To be done:
The data must be returned in full and exactly as given.

Excerpted records:
+-------+

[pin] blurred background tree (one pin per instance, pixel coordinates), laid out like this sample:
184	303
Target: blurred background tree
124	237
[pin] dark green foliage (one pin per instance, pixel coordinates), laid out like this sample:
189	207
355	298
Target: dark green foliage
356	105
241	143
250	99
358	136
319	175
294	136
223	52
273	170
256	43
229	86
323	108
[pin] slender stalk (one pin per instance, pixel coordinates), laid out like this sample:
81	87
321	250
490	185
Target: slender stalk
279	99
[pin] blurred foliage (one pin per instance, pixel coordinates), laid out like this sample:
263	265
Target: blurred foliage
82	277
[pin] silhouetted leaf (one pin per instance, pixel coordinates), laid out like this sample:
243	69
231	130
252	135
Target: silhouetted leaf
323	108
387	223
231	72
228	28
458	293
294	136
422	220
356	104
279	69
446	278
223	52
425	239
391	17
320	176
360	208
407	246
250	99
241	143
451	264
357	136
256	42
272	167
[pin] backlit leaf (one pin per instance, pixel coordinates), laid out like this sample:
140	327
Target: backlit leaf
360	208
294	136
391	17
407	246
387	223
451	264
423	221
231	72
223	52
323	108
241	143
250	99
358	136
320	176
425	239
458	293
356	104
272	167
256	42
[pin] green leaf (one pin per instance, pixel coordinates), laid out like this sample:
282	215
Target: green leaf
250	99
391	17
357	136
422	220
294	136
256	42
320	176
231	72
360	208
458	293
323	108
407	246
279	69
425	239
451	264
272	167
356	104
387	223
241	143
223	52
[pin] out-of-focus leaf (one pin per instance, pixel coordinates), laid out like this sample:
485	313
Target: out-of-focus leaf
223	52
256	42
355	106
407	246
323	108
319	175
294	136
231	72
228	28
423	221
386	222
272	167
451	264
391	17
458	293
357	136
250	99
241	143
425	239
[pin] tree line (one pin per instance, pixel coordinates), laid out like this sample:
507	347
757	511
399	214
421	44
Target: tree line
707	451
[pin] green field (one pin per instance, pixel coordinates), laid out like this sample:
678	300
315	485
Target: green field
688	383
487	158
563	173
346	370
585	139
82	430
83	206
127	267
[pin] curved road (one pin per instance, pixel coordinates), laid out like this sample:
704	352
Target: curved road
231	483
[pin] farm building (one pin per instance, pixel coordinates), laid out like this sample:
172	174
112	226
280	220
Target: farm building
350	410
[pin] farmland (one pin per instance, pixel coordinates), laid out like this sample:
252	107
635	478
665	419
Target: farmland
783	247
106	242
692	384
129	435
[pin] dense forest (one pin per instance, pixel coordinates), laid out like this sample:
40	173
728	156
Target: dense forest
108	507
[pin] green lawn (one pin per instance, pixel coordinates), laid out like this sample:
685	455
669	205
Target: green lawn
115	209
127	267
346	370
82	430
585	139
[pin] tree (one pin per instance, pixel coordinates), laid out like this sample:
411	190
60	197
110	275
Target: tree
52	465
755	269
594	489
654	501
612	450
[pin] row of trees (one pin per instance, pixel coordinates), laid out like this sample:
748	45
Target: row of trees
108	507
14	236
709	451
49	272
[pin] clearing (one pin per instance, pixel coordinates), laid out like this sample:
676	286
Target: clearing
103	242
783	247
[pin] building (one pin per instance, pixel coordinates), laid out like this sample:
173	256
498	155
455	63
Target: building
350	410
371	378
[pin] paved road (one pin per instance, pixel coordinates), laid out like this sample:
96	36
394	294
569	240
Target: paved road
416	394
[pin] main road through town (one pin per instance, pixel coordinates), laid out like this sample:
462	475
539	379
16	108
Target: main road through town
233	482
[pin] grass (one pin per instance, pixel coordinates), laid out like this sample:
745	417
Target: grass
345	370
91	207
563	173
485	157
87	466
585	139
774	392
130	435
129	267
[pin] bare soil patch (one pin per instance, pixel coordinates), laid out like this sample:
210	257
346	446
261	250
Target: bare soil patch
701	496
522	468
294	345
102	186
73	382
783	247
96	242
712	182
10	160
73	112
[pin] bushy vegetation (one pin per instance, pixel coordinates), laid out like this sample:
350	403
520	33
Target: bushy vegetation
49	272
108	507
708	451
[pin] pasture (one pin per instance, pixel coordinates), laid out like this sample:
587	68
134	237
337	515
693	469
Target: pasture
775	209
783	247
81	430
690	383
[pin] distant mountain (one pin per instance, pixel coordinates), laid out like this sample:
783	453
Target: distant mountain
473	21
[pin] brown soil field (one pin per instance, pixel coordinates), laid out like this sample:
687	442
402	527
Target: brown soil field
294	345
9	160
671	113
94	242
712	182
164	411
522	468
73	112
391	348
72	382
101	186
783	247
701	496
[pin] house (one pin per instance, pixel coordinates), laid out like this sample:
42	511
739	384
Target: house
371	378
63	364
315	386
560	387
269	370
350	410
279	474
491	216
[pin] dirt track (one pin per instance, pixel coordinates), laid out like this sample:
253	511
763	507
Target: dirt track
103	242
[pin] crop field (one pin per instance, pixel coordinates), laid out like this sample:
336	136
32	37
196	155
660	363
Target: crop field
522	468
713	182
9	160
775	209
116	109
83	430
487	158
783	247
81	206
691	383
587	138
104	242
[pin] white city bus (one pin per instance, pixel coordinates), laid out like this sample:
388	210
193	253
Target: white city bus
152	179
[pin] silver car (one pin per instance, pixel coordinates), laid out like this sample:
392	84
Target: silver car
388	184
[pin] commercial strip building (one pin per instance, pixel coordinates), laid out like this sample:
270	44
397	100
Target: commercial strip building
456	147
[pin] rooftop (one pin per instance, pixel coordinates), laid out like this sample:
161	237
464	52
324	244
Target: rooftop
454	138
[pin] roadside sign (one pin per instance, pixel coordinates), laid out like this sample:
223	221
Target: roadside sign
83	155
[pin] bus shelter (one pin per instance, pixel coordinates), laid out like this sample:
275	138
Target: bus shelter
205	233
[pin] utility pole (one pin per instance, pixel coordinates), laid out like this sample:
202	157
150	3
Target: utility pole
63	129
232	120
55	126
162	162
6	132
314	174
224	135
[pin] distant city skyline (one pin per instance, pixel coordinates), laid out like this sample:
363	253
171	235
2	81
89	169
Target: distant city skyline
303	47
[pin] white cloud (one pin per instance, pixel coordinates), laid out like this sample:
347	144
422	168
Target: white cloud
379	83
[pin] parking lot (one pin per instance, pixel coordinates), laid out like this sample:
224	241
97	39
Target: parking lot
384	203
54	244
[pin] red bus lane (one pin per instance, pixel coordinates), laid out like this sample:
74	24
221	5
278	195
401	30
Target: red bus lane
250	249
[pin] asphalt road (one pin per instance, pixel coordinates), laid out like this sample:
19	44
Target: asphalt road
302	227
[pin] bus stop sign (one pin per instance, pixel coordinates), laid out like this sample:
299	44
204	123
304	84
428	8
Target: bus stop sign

+-------+

Solution to this exercise:
[pin] blurred background tree (one pin per instance, pixel coordinates), laid out like this sample:
184	303
Target: blurred background tree
124	237
[pin] dark green foliage (one pin per instance, pixel coordinates), laid out like this sample:
189	207
355	298
Target: dark green foliage
356	105
241	143
250	99
358	136
319	175
294	136
223	52
273	170
256	43
229	86
323	108
[pin] slender stalk (one pin per instance, pixel coordinates), laid out like this sample:
81	87
321	250
490	185
Target: slender stalk
279	99
[pin] blurred foliage (one pin per instance, pixel coordinates), laid out like this sample:
263	265
Target: blurred foliage
82	277
[pin] silhouetted leaf (one pin per instance, pixel coordinates), laid out like this sample:
243	69
231	130
252	135
Target: silhouetted leaf
323	108
387	223
231	72
228	28
458	293
294	136
422	220
356	104
279	69
446	278
223	52
425	239
391	17
320	176
360	208
407	246
250	99
241	143
451	264
357	136
256	42
272	167
[pin] backlit leaf (one pin per instance, pixel coordinates), laid out like this sample:
140	327
Target: backlit leaf
360	208
294	136
391	17
407	246
387	223
451	264
423	221
231	72
223	52
323	108
241	143
250	99
358	136
320	176
425	239
458	293
356	104
272	167
256	42
[pin] green leaf (one pin per instance, pixel coordinates), laid out like this sample:
282	215
Target: green leaf
250	99
391	17
357	136
422	220
294	136
256	42
320	176
231	72
360	208
458	293
323	108
407	246
279	69
425	239
451	264
272	167
356	104
387	223
241	143
223	52
[pin] out-of-focus leaf (one pin per instance, pixel coordinates), laid out like this sample:
485	313
Target: out-of-focus leaf
223	52
256	42
355	106
407	246
323	108
319	175
294	136
231	72
228	28
423	221
386	222
272	167
451	264
391	17
458	293
357	136
250	99
241	143
425	239
[pin] tree line (one pin per instance, pixel coordinates), laid out like this sample:
507	347
757	511
399	214
421	44
Target: tree line
707	451
[pin] green field (one pin per instance, pixel coordinates), laid out like this sample:
678	300
315	485
Target: green field
688	383
487	158
563	173
346	370
585	139
82	430
83	206
127	267
[pin] curved road (one pin per instance, pixel coordinates), laid out like this sample:
704	352
Target: curved road
231	483
[pin] farm building (one pin per instance, pixel coordinates), laid out like this sample:
172	174
112	226
280	220
Target: farm building
350	410
[pin] farmland (one pin per instance, pixel coordinates), laid out like this sample:
252	107
635	478
665	419
Target: farmland
783	247
106	242
692	384
129	435
[pin] dense forest (one pin per instance, pixel coordinates), laid out like this sample:
40	173
728	156
Target: dense forest
108	507
[pin] green lawn (one pin per instance, pixel coordinates), laid out like this sample:
685	455
669	205
Target: green lawn
115	209
127	267
346	370
82	430
585	139
[pin] tree (one pin per instance, pixel coordinates), laid out like this sample:
411	190
60	197
110	275
Target: tree
52	465
755	269
594	489
654	501
612	450
[pin] row of trees (one pin per instance, pixel coordinates), laid out like this sample:
748	45
Target: row of trees
108	507
14	236
709	451
49	272
[pin] clearing (one pin per instance, pixel coordinates), laid out like this sample:
676	286
Target: clearing
103	242
783	247
[pin] building (one pin per instance, pixel coordinates), laid out like this sample:
173	256
498	155
455	63
Target: building
350	410
371	378
[pin] paved road (one pin per instance, pixel coordinates), laid out like this sample:
96	36
394	294
569	240
Target: paved road
416	394
[pin] main road through town (one pin per instance, pixel coordinates), laid out like this sample:
462	475
539	379
16	108
Target: main road through town
233	482
[pin] grass (one pin per instance, pixel coordinates), laid out like this sample:
745	417
Target: grass
345	370
91	207
563	173
485	157
87	466
585	139
774	392
130	435
129	267
[pin] bare soil patch (one pin per instance, pixel coordinates), laid out like this sample:
210	257
346	446
261	250
Target: bare soil patch
701	496
522	468
294	345
102	186
73	382
783	247
96	242
712	182
10	160
73	112
[pin] bushy vegetation (one pin per instance, pixel coordinates), laid out like this sample:
350	403
520	33
Target: bushy vegetation
49	272
108	507
708	451
[pin] pasture (one pin per instance, pixel coordinates), laid out like this sample:
587	68
134	237
337	515
693	469
Target: pasture
775	209
783	247
81	430
690	383
[pin] distant mountain (one pin per instance, pixel coordinates), laid out like this sample:
783	453
Target: distant mountain
473	21
[pin] brown soil field (one pin per instance, pixel coordinates), laid out like this sample:
687	442
402	527
Target: brown soil field
294	345
9	160
671	113
94	242
712	182
164	411
522	468
73	112
391	348
72	382
101	186
783	247
701	496
[pin] house (one pin per instance, pixel coordinates), laid out like this sample:
42	511
739	384
Target: house
371	378
63	364
315	386
560	387
269	370
350	410
279	474
491	216
[pin] dirt track (one pin per instance, pixel coordinates), laid out like this sample:
253	511
763	507
Target: dirt track
103	242
[pin] crop field (one pin per instance, pixel coordinates), laid out like this sample:
336	136
32	37
196	155
660	363
Target: crop field
522	468
713	182
9	160
775	209
116	109
83	430
487	158
783	247
81	206
691	383
587	138
104	242
[pin] white city bus (one pin per instance, pixel coordinates), laid out like this sample:
388	210
193	253
Target: white city bus
152	179
[pin] silver car (one pin per instance, pixel coordinates), laid out like this sample:
392	84
Target: silver car
388	184
[pin] commercial strip building (one pin per instance, pixel coordinates), laid out like this sample:
270	44
397	100
Target: commercial strip building
456	147
[pin] rooftop (one pin per instance, pixel coordinates), laid out like this sample:
161	237
464	52
324	244
Target: rooftop
454	138
[pin] roadside sign (one pin per instance, pixel coordinates), laid out like this sample:
223	221
Target: roadside sign
83	155
[pin] bus shelter (one pin per instance, pixel coordinates), laid out like this sample:
275	138
Target: bus shelter
205	233
[pin] utility pole (one pin per instance, pixel coordinates), laid out like this sample:
202	157
150	3
Target: utility pole
63	129
232	120
55	126
162	162
6	132
314	174
224	135
[pin] distant city skyline (one pin per instance, pixel coordinates), laid out like this sample:
363	253
171	235
2	81
89	169
Target: distant city skyline
303	47
[pin] white cloud (one pin per instance, pixel coordinates), laid out like this sample:
347	144
422	168
Target: white cloud
379	83
[pin] parking lot (one pin per instance, pixel coordinates), laid out like this sample:
224	241
97	39
Target: parking lot
384	203
54	244
[pin] red bus lane (one pin per instance, pixel coordinates), laid out like this sample:
74	24
221	5
278	195
401	30
Target: red bus lane
250	249
[pin] asphalt road (one pin per instance, pixel coordinates), laid out like this sample:
19	44
Target: asphalt road
302	227
[pin] bus stop sign (one pin per instance, pixel coordinates), laid out like this sample:
299	44
204	123
304	84
428	8
Target: bus stop sign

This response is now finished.